*Required work:* Look for "of the whole" in the records below, then copy that line and every line after it, exactly and with nothing added.

** Start **

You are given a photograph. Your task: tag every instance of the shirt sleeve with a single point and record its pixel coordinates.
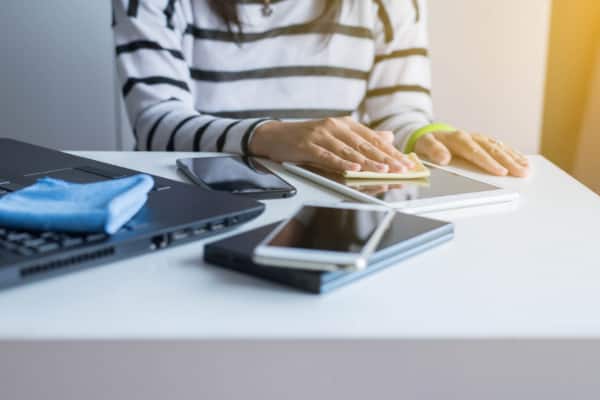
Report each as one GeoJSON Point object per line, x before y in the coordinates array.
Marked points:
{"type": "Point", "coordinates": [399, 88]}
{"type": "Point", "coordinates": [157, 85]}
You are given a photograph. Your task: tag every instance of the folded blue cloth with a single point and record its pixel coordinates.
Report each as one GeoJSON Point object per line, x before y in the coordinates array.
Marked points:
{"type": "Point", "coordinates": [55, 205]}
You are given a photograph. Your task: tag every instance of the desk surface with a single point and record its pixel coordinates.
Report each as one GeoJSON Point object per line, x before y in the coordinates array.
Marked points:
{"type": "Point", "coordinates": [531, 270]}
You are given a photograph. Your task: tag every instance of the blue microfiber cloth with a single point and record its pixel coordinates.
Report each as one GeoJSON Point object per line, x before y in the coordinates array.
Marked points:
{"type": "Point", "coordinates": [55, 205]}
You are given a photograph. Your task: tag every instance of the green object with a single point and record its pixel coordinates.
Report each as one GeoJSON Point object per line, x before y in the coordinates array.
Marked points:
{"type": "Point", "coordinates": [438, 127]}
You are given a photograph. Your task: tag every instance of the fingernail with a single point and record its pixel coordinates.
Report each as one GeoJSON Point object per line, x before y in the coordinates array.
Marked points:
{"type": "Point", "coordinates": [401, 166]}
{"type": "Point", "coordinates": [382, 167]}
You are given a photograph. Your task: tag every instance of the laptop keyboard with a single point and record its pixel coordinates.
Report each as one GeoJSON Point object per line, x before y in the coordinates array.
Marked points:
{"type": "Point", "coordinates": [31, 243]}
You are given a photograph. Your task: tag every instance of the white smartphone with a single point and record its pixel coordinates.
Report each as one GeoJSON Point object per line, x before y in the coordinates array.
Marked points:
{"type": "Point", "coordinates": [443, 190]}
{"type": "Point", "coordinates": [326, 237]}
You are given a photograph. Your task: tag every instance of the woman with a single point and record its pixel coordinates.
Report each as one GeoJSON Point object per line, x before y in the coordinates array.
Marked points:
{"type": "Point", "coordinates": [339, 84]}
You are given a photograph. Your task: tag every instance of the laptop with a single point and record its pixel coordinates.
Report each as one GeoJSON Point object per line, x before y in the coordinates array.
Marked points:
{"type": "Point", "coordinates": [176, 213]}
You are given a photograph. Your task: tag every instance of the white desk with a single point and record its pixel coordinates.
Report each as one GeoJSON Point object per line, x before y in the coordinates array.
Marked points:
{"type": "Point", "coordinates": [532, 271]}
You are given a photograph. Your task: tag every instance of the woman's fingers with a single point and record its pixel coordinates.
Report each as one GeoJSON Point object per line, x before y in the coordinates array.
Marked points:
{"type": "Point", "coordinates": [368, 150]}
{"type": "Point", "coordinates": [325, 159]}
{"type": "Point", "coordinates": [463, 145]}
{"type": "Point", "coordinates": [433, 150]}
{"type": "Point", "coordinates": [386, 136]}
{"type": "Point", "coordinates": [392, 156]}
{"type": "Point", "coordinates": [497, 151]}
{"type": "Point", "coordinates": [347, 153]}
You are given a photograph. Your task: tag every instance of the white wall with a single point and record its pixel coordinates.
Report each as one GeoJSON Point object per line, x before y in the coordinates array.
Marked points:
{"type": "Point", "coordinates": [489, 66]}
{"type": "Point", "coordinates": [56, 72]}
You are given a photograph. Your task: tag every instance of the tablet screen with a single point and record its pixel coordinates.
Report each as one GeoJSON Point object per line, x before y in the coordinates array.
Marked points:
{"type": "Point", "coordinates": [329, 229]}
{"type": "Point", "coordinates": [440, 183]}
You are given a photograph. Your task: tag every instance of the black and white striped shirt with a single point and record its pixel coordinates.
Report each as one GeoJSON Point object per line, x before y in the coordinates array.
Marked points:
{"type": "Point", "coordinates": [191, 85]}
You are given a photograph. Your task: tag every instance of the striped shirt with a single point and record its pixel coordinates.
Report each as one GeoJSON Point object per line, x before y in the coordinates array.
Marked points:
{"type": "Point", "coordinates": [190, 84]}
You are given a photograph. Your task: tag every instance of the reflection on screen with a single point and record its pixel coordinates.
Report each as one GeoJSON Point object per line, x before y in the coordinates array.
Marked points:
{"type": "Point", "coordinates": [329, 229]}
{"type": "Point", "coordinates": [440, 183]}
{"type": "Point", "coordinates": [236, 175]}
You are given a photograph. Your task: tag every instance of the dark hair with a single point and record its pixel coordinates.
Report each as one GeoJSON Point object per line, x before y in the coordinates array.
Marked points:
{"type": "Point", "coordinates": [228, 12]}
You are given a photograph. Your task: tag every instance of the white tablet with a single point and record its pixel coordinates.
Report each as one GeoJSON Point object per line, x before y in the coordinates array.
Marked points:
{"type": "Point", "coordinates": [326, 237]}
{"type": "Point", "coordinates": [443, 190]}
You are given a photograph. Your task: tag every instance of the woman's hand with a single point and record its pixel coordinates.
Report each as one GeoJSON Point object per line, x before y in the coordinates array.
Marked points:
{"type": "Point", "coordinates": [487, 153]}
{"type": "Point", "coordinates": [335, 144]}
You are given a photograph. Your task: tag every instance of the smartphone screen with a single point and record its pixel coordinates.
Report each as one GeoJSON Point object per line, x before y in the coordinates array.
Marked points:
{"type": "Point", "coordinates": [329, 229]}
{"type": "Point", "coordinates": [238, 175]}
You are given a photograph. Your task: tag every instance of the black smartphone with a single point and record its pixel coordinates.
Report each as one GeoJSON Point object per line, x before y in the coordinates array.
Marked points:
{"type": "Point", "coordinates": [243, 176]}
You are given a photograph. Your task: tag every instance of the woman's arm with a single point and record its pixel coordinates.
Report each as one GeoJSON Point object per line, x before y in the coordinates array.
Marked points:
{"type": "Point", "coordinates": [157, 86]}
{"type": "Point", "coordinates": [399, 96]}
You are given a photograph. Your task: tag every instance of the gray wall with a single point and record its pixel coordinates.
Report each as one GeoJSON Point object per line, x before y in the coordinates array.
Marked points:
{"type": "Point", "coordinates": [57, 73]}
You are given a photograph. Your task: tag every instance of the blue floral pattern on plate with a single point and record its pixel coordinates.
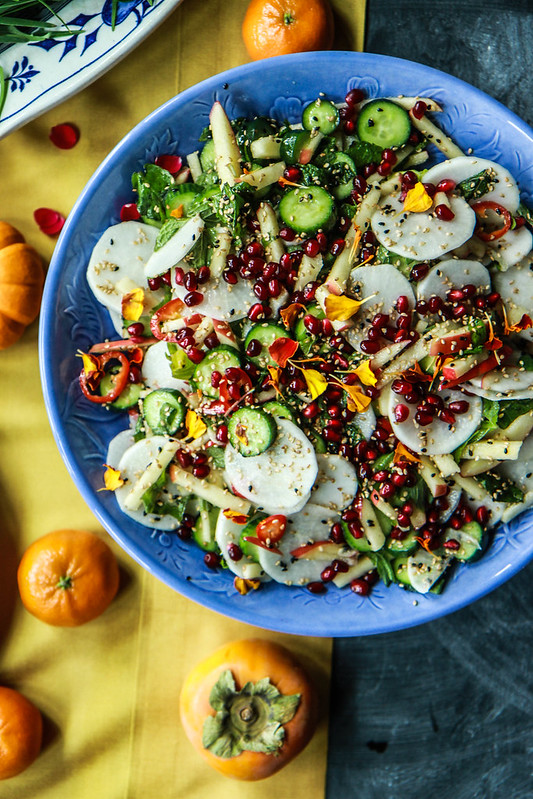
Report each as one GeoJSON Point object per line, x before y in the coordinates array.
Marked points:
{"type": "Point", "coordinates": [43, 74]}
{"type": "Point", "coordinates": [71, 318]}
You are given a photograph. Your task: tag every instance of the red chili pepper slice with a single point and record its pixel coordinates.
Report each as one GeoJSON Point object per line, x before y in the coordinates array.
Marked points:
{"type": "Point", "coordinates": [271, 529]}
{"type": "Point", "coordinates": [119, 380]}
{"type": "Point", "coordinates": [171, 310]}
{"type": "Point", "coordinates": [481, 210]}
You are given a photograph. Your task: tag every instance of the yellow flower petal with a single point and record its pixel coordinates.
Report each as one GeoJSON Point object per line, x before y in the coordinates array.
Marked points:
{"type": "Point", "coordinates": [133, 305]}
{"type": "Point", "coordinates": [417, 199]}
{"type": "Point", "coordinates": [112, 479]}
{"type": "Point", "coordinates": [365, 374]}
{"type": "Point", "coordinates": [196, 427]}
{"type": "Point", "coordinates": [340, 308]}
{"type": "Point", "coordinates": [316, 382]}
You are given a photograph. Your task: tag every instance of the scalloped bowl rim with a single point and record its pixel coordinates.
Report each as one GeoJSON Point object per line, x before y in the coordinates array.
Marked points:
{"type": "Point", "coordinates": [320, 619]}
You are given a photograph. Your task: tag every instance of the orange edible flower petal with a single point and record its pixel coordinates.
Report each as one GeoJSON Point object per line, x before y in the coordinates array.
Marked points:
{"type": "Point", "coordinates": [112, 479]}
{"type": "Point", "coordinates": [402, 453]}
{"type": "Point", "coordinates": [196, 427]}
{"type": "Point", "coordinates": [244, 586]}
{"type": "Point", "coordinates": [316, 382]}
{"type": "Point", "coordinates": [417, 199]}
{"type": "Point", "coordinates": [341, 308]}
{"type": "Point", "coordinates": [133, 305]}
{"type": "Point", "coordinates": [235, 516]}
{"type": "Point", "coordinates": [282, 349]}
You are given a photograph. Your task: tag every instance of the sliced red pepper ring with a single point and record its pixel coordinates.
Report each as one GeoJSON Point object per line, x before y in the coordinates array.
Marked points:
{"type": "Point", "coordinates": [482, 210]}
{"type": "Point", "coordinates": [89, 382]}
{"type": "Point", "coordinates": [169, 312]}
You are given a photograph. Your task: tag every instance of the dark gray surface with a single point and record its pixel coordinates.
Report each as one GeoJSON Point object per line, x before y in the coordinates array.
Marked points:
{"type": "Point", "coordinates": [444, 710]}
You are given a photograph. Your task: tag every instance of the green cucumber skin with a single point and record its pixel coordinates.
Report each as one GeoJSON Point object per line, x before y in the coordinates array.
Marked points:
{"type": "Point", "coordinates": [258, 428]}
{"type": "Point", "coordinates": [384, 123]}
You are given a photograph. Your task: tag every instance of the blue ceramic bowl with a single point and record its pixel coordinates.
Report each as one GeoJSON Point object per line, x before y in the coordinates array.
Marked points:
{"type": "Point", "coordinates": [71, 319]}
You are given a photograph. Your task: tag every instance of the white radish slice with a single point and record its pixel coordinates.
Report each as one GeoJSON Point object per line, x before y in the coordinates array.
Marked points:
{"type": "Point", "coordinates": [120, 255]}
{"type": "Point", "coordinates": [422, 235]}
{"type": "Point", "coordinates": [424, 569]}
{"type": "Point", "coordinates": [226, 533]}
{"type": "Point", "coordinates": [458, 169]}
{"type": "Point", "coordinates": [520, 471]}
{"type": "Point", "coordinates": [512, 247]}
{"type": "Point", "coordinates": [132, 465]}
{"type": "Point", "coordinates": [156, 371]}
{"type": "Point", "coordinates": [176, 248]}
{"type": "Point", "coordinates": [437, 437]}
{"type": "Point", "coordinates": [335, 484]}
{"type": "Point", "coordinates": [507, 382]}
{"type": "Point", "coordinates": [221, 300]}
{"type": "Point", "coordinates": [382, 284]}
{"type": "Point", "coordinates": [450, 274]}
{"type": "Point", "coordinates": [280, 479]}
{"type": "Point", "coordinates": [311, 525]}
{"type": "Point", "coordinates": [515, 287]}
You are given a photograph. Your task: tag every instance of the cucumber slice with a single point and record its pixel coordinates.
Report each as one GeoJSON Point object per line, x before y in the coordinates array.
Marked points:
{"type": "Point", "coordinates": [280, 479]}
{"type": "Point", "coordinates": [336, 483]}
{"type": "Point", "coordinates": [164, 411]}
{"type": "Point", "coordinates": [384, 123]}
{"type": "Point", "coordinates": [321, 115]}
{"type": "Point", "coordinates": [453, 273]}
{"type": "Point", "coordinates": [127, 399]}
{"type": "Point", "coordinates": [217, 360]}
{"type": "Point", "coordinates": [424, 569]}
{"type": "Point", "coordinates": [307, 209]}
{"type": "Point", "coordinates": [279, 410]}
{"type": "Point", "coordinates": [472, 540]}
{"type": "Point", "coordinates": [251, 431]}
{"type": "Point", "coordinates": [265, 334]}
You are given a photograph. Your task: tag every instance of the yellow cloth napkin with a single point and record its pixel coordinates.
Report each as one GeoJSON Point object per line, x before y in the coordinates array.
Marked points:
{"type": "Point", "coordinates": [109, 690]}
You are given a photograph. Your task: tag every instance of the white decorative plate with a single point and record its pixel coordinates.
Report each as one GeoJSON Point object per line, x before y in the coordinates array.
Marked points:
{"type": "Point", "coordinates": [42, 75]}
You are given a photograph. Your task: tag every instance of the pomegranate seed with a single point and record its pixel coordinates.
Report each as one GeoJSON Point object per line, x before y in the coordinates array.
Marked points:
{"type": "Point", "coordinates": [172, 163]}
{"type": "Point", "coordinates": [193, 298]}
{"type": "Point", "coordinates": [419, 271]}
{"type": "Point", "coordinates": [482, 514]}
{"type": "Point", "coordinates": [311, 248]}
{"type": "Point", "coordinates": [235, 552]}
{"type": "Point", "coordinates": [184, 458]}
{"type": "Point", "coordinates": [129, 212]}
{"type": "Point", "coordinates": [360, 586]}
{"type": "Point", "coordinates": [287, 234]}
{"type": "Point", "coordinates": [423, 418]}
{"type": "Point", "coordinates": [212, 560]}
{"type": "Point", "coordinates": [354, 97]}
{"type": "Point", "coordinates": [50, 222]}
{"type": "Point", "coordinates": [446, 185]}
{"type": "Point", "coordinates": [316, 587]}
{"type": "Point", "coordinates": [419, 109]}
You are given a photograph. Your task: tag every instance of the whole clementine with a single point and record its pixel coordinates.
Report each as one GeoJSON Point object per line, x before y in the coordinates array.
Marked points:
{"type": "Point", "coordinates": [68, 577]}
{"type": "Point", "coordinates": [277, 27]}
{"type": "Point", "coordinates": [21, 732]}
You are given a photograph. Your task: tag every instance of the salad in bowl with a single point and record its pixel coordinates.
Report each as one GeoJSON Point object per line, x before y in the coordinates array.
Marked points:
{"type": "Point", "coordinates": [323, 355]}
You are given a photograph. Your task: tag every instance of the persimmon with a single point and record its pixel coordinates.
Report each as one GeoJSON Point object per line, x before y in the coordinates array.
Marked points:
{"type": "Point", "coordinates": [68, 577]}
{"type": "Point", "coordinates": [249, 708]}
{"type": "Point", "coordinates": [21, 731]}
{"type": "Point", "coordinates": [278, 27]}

** End **

*Right answer:*
You are given a photograph. Your task: tag every instance of the whole clementine with a single point and record its pixel coordinates.
Report each as one GeoJSON Point object per line, x before y in the coordinates array.
Marked points:
{"type": "Point", "coordinates": [68, 577]}
{"type": "Point", "coordinates": [277, 27]}
{"type": "Point", "coordinates": [21, 732]}
You are given a photograph. Your task: tag every instance of the salad in bowl with a single point and record its pixel coordinates.
Report each as one GeoJSON Point object per line, x before y in the coordinates array.
Marked points:
{"type": "Point", "coordinates": [323, 355]}
You are given a photograph. Your task: tag every instance of the persimmon with a single point and record its pixel coordinates.
Report each as one GeoJSON Point object per line, x before y in the coordinates array.
Marked points:
{"type": "Point", "coordinates": [68, 577]}
{"type": "Point", "coordinates": [249, 708]}
{"type": "Point", "coordinates": [21, 731]}
{"type": "Point", "coordinates": [278, 27]}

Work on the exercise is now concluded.